__SHORT TASK__. Return every line below that contains the string "shirt", copied without changes.

Point annotation records
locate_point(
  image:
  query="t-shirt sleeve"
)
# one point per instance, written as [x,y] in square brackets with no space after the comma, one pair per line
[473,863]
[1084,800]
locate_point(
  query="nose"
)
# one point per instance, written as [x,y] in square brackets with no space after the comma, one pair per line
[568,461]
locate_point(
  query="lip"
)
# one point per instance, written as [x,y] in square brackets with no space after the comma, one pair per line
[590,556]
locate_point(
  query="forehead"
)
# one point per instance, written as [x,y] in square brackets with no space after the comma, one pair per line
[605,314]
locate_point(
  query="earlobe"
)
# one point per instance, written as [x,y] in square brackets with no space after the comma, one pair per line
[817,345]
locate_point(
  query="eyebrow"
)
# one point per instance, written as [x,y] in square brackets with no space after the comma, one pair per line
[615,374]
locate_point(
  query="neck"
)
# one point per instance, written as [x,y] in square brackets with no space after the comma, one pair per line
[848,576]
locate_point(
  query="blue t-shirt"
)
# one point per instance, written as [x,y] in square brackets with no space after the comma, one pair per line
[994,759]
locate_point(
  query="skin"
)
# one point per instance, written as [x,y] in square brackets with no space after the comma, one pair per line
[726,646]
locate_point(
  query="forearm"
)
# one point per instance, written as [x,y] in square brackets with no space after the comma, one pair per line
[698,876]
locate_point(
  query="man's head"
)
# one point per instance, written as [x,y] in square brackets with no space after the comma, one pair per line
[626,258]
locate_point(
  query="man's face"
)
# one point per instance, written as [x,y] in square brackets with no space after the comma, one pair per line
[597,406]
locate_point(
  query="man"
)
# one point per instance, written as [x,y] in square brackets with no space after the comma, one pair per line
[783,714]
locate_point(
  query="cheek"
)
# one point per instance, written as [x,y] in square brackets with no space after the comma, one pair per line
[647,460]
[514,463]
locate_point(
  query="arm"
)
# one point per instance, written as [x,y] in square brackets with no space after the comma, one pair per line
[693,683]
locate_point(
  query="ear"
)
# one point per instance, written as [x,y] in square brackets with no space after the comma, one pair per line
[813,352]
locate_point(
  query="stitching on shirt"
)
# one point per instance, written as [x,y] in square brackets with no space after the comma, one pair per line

__THE RESPONSE__.
  query="t-shirt sleeve"
  query="blue t-shirt"
  query="stitching on shirt"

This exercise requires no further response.